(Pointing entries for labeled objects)
## BEGIN

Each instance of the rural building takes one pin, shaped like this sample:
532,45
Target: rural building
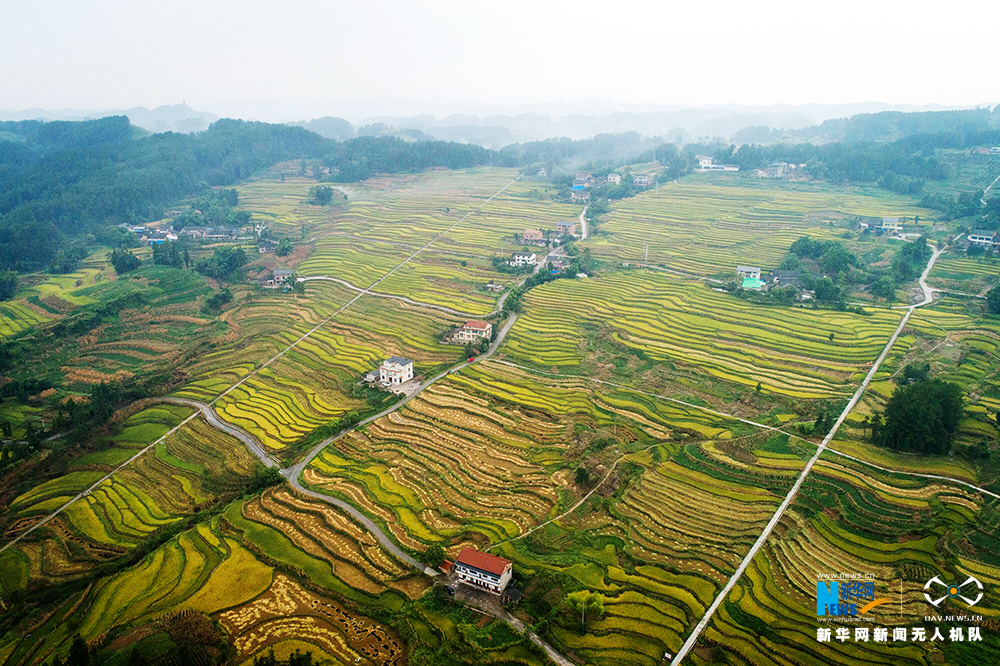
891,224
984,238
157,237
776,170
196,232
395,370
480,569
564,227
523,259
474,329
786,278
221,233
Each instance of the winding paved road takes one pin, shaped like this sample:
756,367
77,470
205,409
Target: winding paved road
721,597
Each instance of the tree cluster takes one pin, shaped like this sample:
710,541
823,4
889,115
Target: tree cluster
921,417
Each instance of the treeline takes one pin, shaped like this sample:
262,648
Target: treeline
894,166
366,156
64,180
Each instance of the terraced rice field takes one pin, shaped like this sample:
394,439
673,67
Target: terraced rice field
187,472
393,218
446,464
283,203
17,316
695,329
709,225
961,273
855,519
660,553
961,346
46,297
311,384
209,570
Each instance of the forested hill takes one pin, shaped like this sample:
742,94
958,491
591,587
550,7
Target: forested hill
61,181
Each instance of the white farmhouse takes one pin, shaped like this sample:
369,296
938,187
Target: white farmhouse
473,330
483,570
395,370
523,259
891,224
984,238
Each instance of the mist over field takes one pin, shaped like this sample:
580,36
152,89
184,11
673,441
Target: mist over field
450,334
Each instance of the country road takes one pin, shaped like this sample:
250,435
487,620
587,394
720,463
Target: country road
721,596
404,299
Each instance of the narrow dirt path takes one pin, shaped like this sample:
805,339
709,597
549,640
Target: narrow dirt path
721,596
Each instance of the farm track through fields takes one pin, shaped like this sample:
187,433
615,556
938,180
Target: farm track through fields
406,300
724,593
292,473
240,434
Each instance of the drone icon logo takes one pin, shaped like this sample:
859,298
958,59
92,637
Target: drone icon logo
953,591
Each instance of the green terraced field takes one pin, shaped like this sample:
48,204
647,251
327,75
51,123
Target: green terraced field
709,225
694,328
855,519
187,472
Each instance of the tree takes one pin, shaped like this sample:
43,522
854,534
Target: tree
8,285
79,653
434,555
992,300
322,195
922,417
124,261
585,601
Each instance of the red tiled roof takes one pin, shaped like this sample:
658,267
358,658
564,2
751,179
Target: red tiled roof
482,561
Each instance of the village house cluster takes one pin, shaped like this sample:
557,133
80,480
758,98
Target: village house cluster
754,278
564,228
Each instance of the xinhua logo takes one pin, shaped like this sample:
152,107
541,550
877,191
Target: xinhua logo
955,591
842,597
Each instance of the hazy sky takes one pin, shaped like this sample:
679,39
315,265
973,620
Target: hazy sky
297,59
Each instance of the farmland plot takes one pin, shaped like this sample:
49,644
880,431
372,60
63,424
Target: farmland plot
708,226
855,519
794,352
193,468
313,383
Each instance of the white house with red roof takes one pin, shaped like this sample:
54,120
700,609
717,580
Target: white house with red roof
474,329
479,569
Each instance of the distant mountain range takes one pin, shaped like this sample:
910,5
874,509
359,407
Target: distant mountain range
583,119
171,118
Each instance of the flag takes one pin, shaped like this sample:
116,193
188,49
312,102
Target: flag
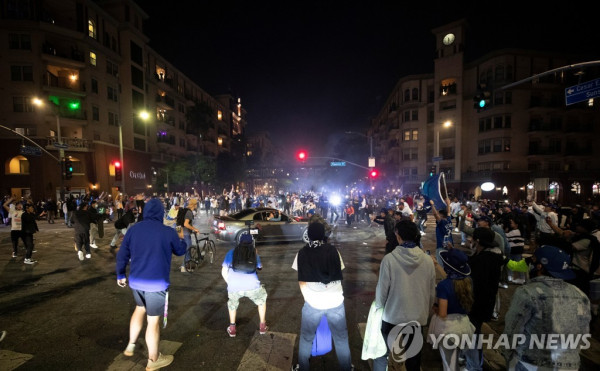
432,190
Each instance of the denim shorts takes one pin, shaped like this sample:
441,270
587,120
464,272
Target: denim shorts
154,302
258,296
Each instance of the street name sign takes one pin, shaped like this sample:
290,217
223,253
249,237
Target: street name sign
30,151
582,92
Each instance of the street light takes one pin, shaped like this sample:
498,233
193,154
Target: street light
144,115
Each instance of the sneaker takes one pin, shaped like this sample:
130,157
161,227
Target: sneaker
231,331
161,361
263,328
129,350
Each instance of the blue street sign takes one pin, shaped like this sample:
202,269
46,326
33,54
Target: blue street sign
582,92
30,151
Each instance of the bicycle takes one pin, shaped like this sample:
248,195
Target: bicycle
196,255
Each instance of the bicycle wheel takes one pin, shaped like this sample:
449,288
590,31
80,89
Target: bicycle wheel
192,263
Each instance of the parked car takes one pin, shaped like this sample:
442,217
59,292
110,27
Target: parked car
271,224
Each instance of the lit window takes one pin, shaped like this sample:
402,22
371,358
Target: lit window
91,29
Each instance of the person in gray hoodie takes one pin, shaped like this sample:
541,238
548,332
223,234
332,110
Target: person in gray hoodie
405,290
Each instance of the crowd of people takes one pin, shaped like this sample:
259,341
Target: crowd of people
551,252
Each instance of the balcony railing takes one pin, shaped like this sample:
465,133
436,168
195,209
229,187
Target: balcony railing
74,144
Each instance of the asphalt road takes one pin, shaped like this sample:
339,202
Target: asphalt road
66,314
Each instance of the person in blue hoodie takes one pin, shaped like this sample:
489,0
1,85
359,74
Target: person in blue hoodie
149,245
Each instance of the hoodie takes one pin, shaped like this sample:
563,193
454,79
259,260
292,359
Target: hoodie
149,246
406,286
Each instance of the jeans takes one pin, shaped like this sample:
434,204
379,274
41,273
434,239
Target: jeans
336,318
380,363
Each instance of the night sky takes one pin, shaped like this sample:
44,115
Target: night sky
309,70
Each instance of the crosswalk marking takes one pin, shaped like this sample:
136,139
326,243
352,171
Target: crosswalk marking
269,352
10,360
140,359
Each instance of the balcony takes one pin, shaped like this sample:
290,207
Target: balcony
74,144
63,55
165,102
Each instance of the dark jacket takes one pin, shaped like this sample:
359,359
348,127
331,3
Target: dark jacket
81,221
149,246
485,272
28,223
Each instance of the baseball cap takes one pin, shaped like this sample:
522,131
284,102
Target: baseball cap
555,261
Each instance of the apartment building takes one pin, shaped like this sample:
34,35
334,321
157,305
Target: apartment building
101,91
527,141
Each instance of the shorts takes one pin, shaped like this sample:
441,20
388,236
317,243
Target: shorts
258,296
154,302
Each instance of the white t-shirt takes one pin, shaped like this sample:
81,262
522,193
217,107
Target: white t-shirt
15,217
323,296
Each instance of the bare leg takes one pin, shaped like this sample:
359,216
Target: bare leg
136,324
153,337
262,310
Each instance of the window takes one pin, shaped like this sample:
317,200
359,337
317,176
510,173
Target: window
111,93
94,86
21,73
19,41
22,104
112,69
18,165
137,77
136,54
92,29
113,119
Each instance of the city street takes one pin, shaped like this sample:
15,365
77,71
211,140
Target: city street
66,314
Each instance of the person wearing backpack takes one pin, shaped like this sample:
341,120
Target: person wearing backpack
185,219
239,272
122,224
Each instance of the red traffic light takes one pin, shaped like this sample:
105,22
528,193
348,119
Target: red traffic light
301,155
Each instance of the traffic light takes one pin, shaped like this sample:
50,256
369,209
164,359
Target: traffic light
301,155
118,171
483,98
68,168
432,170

## END
## BEGIN

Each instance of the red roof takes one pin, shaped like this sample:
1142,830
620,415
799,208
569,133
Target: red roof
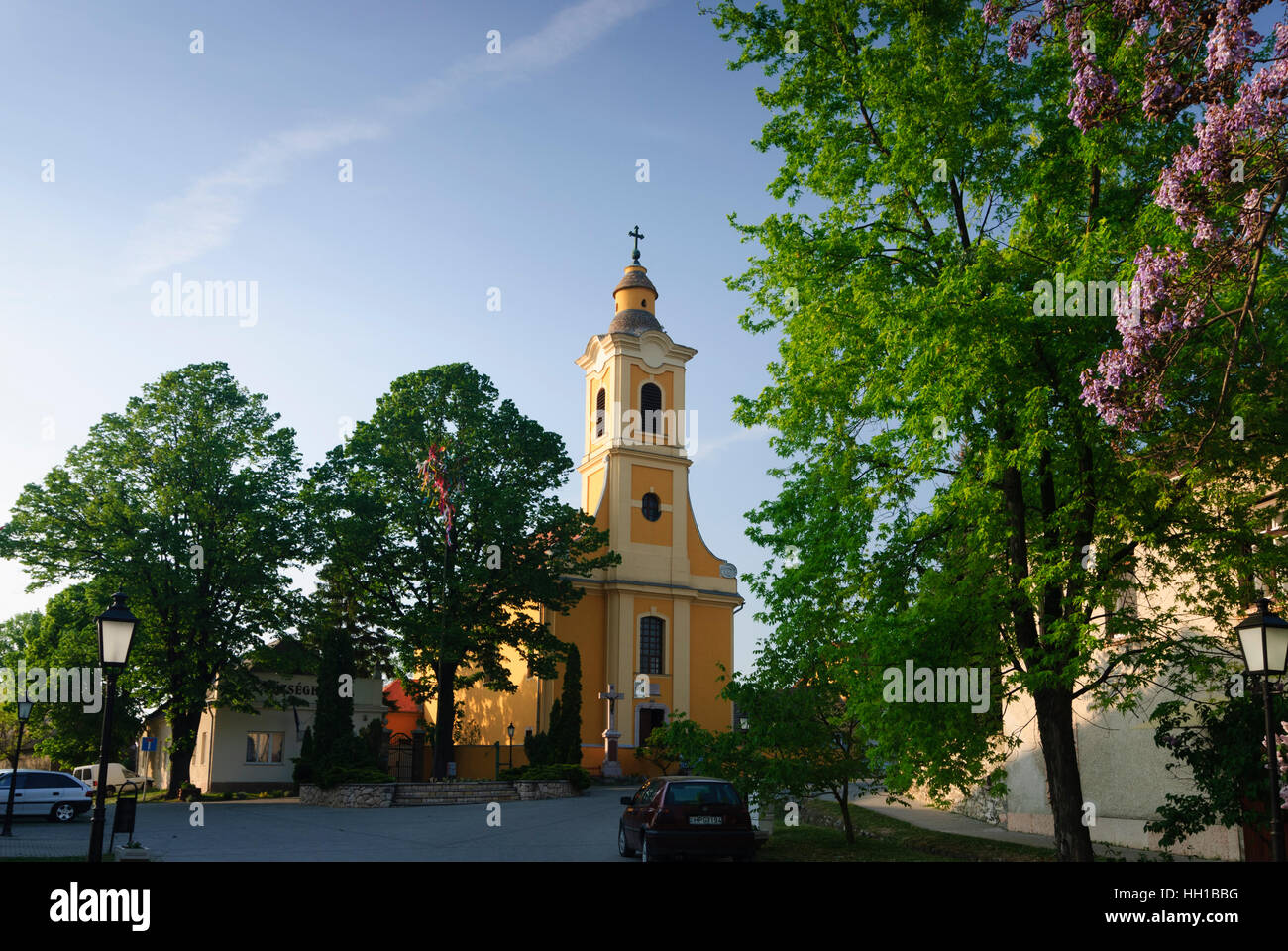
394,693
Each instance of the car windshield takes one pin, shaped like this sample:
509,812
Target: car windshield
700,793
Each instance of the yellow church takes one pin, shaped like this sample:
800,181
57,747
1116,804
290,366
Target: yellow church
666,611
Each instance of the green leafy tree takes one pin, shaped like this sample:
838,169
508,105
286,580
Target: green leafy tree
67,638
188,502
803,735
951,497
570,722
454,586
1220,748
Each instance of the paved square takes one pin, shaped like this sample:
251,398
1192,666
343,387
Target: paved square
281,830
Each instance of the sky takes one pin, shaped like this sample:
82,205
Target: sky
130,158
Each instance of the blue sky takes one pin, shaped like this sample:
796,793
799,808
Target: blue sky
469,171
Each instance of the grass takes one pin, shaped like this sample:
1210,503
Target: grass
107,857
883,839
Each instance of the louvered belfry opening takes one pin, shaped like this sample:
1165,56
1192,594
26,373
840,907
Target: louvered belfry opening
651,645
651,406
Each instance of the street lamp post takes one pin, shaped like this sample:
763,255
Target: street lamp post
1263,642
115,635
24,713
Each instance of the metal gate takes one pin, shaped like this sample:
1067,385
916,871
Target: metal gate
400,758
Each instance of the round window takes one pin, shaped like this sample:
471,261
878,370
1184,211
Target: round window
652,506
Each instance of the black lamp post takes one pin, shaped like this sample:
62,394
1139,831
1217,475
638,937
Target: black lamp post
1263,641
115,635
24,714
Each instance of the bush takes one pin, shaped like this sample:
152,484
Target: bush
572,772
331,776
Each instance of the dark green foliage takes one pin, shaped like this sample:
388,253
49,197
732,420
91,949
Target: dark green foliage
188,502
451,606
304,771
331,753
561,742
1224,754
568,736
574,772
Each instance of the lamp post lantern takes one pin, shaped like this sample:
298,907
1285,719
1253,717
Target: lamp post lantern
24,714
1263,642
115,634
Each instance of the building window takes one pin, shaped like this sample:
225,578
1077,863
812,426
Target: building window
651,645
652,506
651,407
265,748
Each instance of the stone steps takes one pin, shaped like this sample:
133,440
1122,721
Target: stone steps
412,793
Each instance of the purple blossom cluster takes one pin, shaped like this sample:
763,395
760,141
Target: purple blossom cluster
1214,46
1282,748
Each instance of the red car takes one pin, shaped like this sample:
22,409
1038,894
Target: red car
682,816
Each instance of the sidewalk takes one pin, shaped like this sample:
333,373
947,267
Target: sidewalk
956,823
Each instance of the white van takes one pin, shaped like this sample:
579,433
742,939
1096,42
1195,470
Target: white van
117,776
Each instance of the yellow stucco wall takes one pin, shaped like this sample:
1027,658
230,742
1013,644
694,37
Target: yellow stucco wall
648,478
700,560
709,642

## END

> THE REQUEST
Please return every line of the rows above that contains the string "treeline", copying each line in full. Case matters.

> TASK OUTPUT
Each instance of the treeline takes one pin, shaped like this sample:
Target: treeline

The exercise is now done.